Trecho do texto

━━━━━━━━━━

Quando eu morrer, morre comigo uma certa forma de ver

O mineiro Carlos Drummond de Andrade (1902–1987) é o nosso "poeta maior", a melhor produção do gênio literário no campo da poesia brasileira, comparável ao que foi Machado de Assis na prosa ficcional. Entre os dois mestres da literatura nacional, há algo em comum: o senso de humor com que retratam o triste espetáculo da vida. Em Drummond podemos distinguir várias linhas poéticas:

1) A poesia saudosista da família e da terra natal. Em 1934, nomeado chefe de gabinete do ministro da Educação Gustavo Capanema, deixa Minas Gerais e transfere-se para o Rio de Janeiro, onde permanece até sua morte, exercendo a profissão de funcionário público e de jornalista. Da primeira coletânea de poemas, AIguma poesia (1923–1930), transcrevemos o início do poema "Infância":

Meu pai montava a cavalo, ia para o campo,
minha mãe ficava sentada cosendo.
Meu irmão pequeno dormia.
Eu sozinho menino entre mangueiras
lia a história de Robinson Crusoé,
comprida história que não acaba mais.

2) A poesia intimista do "eu retorcido". A fina inteligência e a sensibilidade apurada levam Drummond a uma percepção da realidade de uma forma mais autêntica e subjetiva, afastando-se dos padrões impostos pela opinião comum. Eis a primeira estrofe do poema-título da coletânea "Sentimento do mundo" (1935–1940):

Tenho apenas duas mãos
e o sentimento do mundo,
mas estou cheio de escravos,
minhas lembranças escorrem
e o corpo transige
na confluência do amor.

3) A poesia política, de participação social, que se encontra especialmente na coletânea Rosa do povo (1943–1945). Exemplificamos com o poema "Nosso tempo":

O poeta
declina de toda responsabilidade
na marcha do mundo capitalista
e com suas palavras, intuições, símbolos e outras armas
promete ajudar
a destruí-lo
como uma pedreira, uma floresta,
um verme.

━━━━━━━━━━

Trechos dos registros
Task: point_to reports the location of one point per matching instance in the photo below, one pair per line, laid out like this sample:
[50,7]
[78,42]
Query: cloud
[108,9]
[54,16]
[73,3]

━━━━━━━━━━

Tarefa proposta 1
Segundo o texto sobre Drummond, o que leva o poeta a perceber a realidade de forma mais autêntica e subjetiva? Responda em uma ou duas frases.
Tarefa proposta 2
Retome o texto sobre Drummond logo após a última frase apresentada e dê continuidade à exposição.

Resposta correta 1
A fina inteligência e a sensibilidade apurada de Drummond o levam a essa percepção, afastando-o dos padrões impostos pela opinião comum.

Resposta correta 2
4) A poesia metafísica, de reflexão sobre a essencialidade do ser humano, que inclina Drummond para um existencialismo niilista. Da coletânea Claro enigma (1948–1951), cujo título oximórico já indica o tema da indagação sobre o mistério do Universo, escolhemos o soneto abaixo. O lexema "ingaia", qualificativo de "ciência", não se encontra dicionarizado e, portanto, exige uma explicação. A nosso ver, o poeta mineiro formou o termo a partir do adjetivo "gaio", de étimo provençal, que significa "alegre", "iovial", acrescentando-lhe o prefixo latino in, marca da negação. A relação do título com o corpo do poema seria essa: quando o homem consegue o dom de chegar à maturidade, à compreensão profunda da realidade, essa sabedoria o torna infeliz, pois lhe mostra o mundo como um "círculo vazio", uma "cela", destruindo-lhe o "sonho da existência". Uma estrofe de A ingaia ciência:

A madureza sabe o preço exato
dos amores, dos ócios, dos quebrantos,
e nada pode contra sua ciência
e nem contra si mesma. O agudo olfato,
o agudo olhar, a mão, livre de encantos,
se destroem no sonho da existência.

5) O poema-objeto, em que predomina o estilo sintético, telegráfico, à moda do futurista italiano Marinetti. A linguagem poética é reduzida a um puro nominalismo, em que os substantivos, privados de qualquer adjetivação, são justapostos sem nenhum nexo sintático ou semântico. A relação é estabelecida apenas por elementos fônicos: aliterações, ecos, assonâncias, rimas internas e externas. Tal artifício técnico teria a intenção de representar esteticamente a coisificação da vida humana, o dinamismo da era da máquina. O próprio título do conjunto de poemas escritos entre 1959 e 1962, Lição de coisas, parece sugerir tal interpretação. Vejamos a primeira estrofe do poema Isso é aquilo:

O FÁCIL o fóssil
O míssil o físsil
a arte o enfarte
o ocre o canopo
a urna o farniente
a foice o fascículo
a lex o judex
o maiô o avó
a ave o mocotó
o só o sambaqui

Seu poema antológico, José, é um interrogativo sobre a busca de solução neste beco sem saída que é a nossa vida. Transcrevesmos aprimeira estrofe:

E agora, José?
A festa acabou,
a luz apagou,
o povo sumiu,
a noite esfriou,
e agora, José?
e agora, você?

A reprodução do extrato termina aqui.